**Tasks for this exercise**
a - In the excerpt on BPE tokenization results, rewrite the stretch from "Here is a picture" through "the ~1M steps mark.", replacing "picture" with "chart".
b - Answer these questions from the excerpt on BPE tokenization results:
(i) What top-1 and top-10 percentages can regular BPE not get past?
(ii) How does model-based BPE differ from deterministic tokenization?
(iii) Around what step mark does overfitting start?

We could achieve 25% exact character matching, and ~77% top-10 character matching on the valid set, which is the end of the book ! The same results happen with BPE, even worse ! we can’t get past 13% top-1 and 25% top-10 on the regular BPE. That’s understandable because the dataset is very small and the last part of the book is different so it’s very hard to infer it from just the beginning and no other text.

Another note, is that model based BPE are not tokenizing deterministicly, there is some variance to it, depending on the context of a particular word. This actually seems to be a good property (See this) and might explain away the better performance of model based BPE over regular BPE. Keep in mind it’s 25% of the characters that are correct. If we looked at a discrete view of tokens we probably would have a much higher prediction rate (it’s left for future work for now).

Here is a picture from the tensorboard values, P_1 is probability that the character predicted is the correct one, P_10 is that it is in the top-10 values.

The overfitting starts happening around the ~1M steps mark.

**Records**
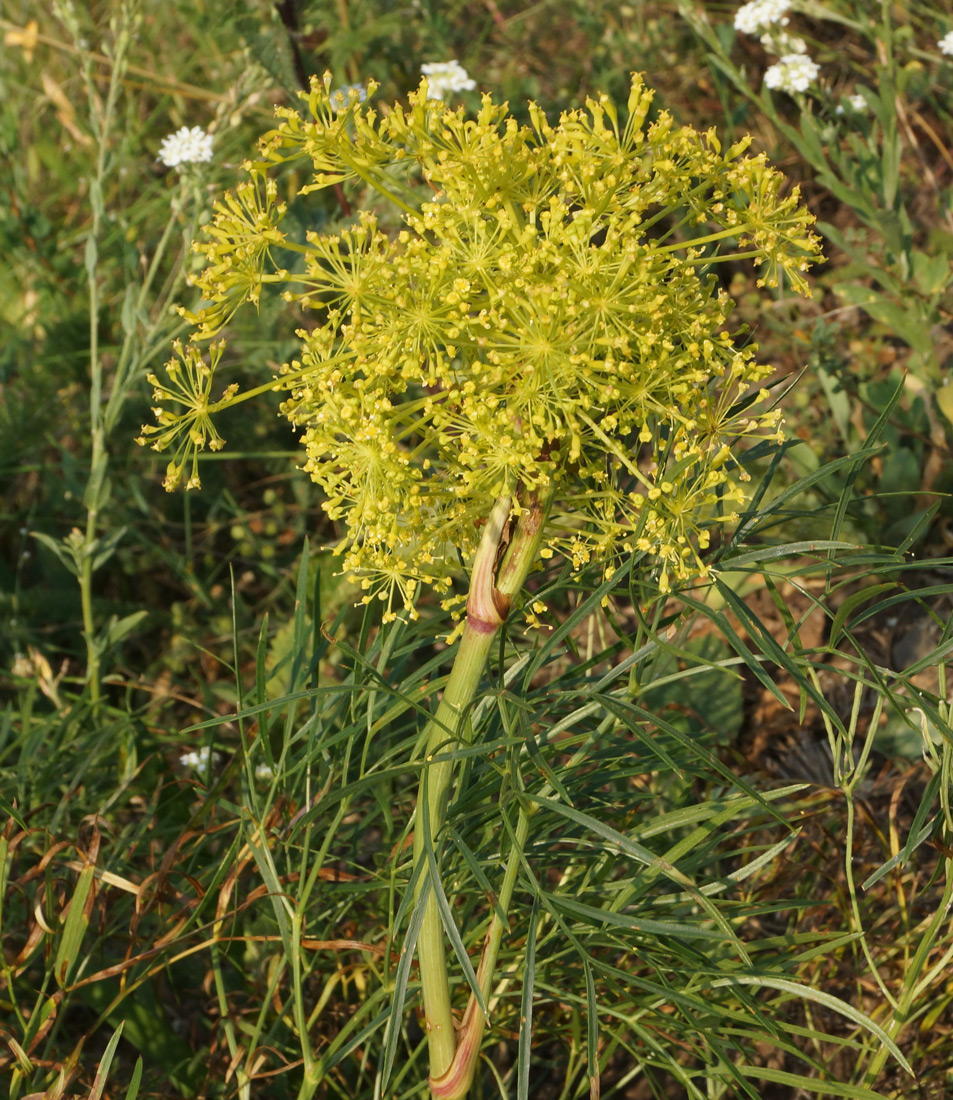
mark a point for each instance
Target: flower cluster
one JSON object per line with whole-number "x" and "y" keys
{"x": 188, "y": 424}
{"x": 444, "y": 77}
{"x": 548, "y": 323}
{"x": 341, "y": 98}
{"x": 187, "y": 145}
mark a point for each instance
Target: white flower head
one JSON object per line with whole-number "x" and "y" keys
{"x": 341, "y": 98}
{"x": 792, "y": 73}
{"x": 198, "y": 759}
{"x": 187, "y": 145}
{"x": 759, "y": 14}
{"x": 446, "y": 76}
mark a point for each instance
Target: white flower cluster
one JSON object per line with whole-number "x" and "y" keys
{"x": 446, "y": 76}
{"x": 792, "y": 73}
{"x": 759, "y": 14}
{"x": 341, "y": 97}
{"x": 187, "y": 145}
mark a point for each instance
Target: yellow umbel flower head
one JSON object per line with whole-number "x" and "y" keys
{"x": 547, "y": 321}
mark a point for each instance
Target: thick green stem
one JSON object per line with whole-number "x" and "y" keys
{"x": 491, "y": 592}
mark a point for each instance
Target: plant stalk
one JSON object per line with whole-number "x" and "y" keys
{"x": 492, "y": 590}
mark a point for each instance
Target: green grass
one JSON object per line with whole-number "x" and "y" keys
{"x": 690, "y": 919}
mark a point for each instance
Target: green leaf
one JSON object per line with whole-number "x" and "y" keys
{"x": 74, "y": 928}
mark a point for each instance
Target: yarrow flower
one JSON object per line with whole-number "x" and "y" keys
{"x": 759, "y": 14}
{"x": 791, "y": 74}
{"x": 535, "y": 333}
{"x": 187, "y": 145}
{"x": 197, "y": 759}
{"x": 444, "y": 77}
{"x": 341, "y": 98}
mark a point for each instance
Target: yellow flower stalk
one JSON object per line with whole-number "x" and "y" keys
{"x": 536, "y": 363}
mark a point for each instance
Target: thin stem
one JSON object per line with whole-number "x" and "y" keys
{"x": 488, "y": 605}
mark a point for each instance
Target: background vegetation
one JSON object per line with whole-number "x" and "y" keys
{"x": 737, "y": 880}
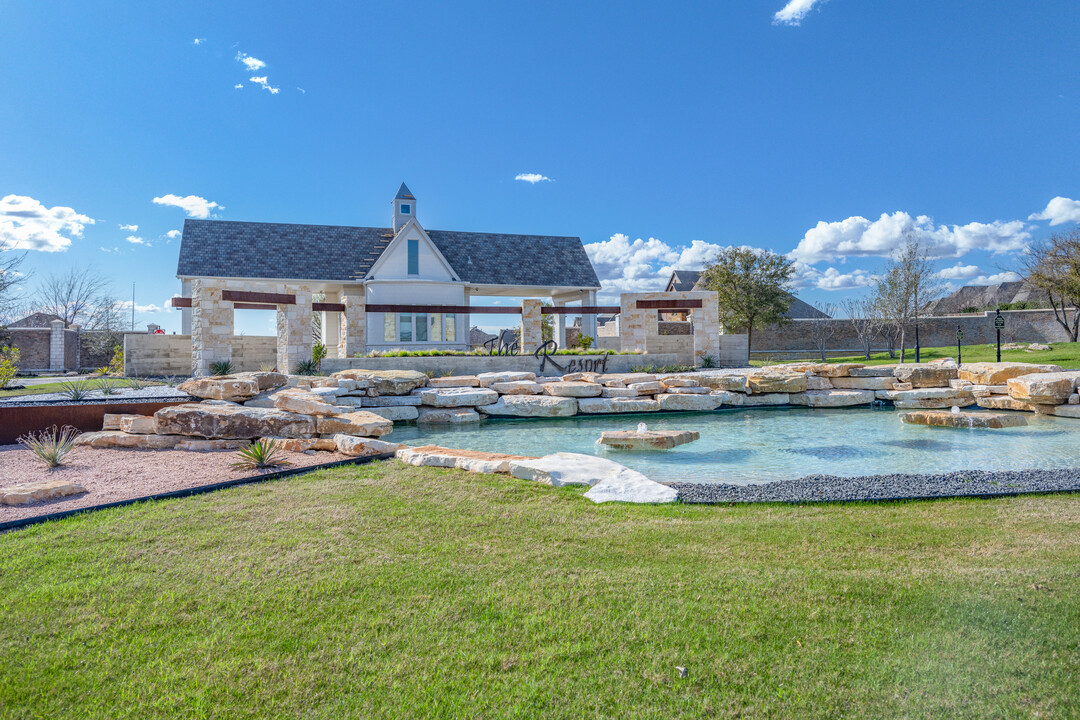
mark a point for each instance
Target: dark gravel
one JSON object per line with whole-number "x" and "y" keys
{"x": 831, "y": 488}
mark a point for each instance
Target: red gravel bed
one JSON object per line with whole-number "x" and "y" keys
{"x": 109, "y": 475}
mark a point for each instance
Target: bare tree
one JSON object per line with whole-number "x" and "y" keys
{"x": 865, "y": 320}
{"x": 1053, "y": 266}
{"x": 822, "y": 327}
{"x": 73, "y": 296}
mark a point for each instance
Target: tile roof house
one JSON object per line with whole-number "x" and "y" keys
{"x": 400, "y": 265}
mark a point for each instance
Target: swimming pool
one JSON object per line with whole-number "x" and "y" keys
{"x": 764, "y": 445}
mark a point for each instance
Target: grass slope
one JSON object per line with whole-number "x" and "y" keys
{"x": 388, "y": 591}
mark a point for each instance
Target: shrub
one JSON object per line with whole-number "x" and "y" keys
{"x": 9, "y": 365}
{"x": 220, "y": 367}
{"x": 260, "y": 454}
{"x": 52, "y": 445}
{"x": 75, "y": 390}
{"x": 307, "y": 367}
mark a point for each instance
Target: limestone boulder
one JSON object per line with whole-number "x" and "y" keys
{"x": 831, "y": 398}
{"x": 647, "y": 439}
{"x": 949, "y": 419}
{"x": 304, "y": 402}
{"x": 387, "y": 382}
{"x": 393, "y": 413}
{"x": 363, "y": 423}
{"x": 446, "y": 416}
{"x": 361, "y": 447}
{"x": 116, "y": 438}
{"x": 1043, "y": 388}
{"x": 458, "y": 396}
{"x": 455, "y": 381}
{"x": 572, "y": 389}
{"x": 219, "y": 421}
{"x": 674, "y": 403}
{"x": 25, "y": 493}
{"x": 221, "y": 388}
{"x": 606, "y": 405}
{"x": 999, "y": 374}
{"x": 531, "y": 406}
{"x": 925, "y": 375}
{"x": 488, "y": 379}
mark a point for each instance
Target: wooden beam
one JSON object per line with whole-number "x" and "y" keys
{"x": 667, "y": 304}
{"x": 267, "y": 298}
{"x": 475, "y": 310}
{"x": 581, "y": 310}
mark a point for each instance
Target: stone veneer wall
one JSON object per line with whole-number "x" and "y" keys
{"x": 1021, "y": 326}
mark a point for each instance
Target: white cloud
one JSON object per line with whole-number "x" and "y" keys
{"x": 193, "y": 205}
{"x": 532, "y": 178}
{"x": 794, "y": 12}
{"x": 261, "y": 82}
{"x": 27, "y": 225}
{"x": 1060, "y": 211}
{"x": 859, "y": 236}
{"x": 252, "y": 64}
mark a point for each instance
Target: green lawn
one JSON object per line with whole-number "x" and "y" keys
{"x": 1066, "y": 354}
{"x": 388, "y": 591}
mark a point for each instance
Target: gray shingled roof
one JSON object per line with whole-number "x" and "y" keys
{"x": 221, "y": 248}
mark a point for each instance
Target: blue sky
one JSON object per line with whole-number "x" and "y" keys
{"x": 824, "y": 128}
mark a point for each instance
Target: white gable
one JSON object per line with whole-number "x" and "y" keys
{"x": 393, "y": 262}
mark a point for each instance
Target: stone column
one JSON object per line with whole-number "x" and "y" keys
{"x": 706, "y": 327}
{"x": 56, "y": 345}
{"x": 631, "y": 324}
{"x": 211, "y": 327}
{"x": 294, "y": 329}
{"x": 531, "y": 327}
{"x": 353, "y": 323}
{"x": 589, "y": 321}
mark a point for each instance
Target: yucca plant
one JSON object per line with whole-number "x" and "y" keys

**Results of the exercise**
a -
Here is a chart from the tensorboard values, P_1 is probability that the character predicted is the correct one, P_10 is that it is in the top-10 values.

The overfitting starts happening around the ~1M steps mark.

b -
(i) 13% top-1 and 25% top-10.
(ii) It does not tokenize deterministically. There is some variance, depending on the context of a particular word.
(iii) Around the ~1M steps mark.